Please find each line in the rows below that contains the string "dreadlocks" and copy it out. Case counts.

Stored records -
=======

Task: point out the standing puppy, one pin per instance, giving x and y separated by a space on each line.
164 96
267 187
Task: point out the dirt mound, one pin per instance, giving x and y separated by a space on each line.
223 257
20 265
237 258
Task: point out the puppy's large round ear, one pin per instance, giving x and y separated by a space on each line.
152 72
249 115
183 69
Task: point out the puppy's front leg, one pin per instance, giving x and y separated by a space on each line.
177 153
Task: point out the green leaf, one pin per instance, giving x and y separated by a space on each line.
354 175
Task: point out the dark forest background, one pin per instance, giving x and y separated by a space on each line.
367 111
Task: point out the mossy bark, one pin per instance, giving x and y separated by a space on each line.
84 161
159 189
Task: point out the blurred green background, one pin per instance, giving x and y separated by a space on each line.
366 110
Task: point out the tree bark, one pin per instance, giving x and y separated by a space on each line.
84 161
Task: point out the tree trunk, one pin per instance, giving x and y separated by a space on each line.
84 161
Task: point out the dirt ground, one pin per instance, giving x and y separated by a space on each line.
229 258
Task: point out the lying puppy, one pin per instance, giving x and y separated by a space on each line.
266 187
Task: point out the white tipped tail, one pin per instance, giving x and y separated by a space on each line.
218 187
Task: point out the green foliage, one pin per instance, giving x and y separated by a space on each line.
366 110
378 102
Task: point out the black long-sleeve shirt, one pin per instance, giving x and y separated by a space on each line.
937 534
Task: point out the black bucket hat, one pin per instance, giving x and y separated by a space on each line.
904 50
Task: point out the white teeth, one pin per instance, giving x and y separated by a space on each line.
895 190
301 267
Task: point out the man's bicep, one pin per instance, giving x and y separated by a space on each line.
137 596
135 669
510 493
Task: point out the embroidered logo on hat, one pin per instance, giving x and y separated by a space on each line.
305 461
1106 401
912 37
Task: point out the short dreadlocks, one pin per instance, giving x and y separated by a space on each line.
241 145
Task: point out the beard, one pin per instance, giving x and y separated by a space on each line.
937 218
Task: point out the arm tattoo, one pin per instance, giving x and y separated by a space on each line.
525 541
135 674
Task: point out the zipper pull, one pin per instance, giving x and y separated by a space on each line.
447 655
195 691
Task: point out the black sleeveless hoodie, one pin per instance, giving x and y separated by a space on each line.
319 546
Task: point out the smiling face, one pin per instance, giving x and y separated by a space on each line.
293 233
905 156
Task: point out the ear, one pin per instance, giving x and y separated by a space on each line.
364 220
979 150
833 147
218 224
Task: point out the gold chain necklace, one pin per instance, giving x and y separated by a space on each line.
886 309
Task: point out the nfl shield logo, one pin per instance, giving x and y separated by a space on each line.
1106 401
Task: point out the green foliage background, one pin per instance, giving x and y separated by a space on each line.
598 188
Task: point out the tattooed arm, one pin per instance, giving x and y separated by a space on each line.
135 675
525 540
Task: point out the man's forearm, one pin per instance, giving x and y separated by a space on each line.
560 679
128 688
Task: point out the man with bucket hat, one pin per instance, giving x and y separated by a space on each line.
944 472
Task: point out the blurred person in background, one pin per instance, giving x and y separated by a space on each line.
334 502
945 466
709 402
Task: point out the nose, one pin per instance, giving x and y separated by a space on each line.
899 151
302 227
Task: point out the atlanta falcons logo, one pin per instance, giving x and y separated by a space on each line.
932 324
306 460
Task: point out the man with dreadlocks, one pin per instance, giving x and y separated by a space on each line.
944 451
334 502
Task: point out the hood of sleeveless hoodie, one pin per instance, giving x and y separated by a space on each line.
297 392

=======

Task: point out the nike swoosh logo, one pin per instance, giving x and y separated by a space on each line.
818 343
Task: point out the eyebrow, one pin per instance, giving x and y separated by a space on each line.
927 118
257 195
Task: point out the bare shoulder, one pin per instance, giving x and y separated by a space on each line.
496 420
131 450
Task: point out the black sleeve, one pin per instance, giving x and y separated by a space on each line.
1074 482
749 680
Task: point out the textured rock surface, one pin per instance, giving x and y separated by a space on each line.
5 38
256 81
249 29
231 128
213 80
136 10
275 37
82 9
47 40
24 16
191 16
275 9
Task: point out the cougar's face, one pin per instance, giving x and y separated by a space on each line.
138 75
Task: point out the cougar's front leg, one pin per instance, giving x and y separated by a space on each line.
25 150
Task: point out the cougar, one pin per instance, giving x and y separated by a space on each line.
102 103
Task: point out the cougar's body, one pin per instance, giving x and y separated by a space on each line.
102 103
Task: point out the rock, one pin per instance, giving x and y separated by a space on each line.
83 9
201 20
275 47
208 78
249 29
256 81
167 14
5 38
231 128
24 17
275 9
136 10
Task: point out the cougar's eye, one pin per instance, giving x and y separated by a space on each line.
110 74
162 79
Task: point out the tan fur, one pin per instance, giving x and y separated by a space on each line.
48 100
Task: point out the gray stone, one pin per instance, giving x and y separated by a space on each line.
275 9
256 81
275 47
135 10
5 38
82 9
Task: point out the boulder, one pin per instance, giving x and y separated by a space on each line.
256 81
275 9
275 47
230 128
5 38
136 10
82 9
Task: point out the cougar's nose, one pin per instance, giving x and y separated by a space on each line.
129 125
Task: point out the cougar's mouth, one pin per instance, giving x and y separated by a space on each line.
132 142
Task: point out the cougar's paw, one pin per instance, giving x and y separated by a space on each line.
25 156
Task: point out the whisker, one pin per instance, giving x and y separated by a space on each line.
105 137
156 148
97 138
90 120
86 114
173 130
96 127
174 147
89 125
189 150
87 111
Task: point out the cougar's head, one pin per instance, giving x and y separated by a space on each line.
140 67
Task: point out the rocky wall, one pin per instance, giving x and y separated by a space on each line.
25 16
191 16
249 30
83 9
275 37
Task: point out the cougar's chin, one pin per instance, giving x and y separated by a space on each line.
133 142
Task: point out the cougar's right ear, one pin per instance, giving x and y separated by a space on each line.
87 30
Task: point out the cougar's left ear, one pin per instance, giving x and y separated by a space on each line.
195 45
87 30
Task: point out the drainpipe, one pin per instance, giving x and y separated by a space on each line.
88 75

=======

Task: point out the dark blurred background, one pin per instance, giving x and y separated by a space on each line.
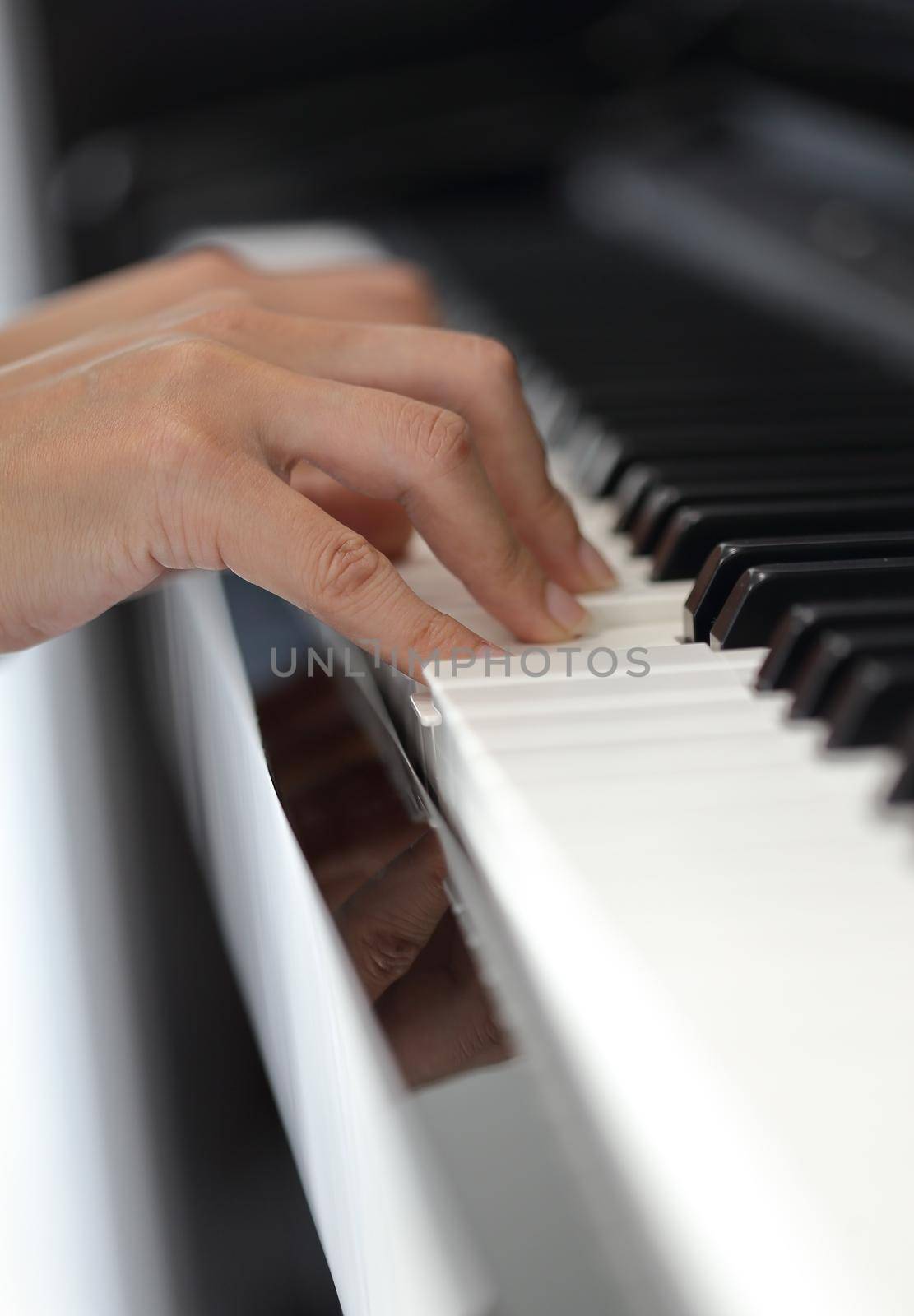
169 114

=======

Response to the task -
Task: point out the short dreadlocks, one pin per instance, giving x and y separated by a space on each line.
Task: point out the man with dreadlocks, one pin per instance, giving x and y separated by a space on each line.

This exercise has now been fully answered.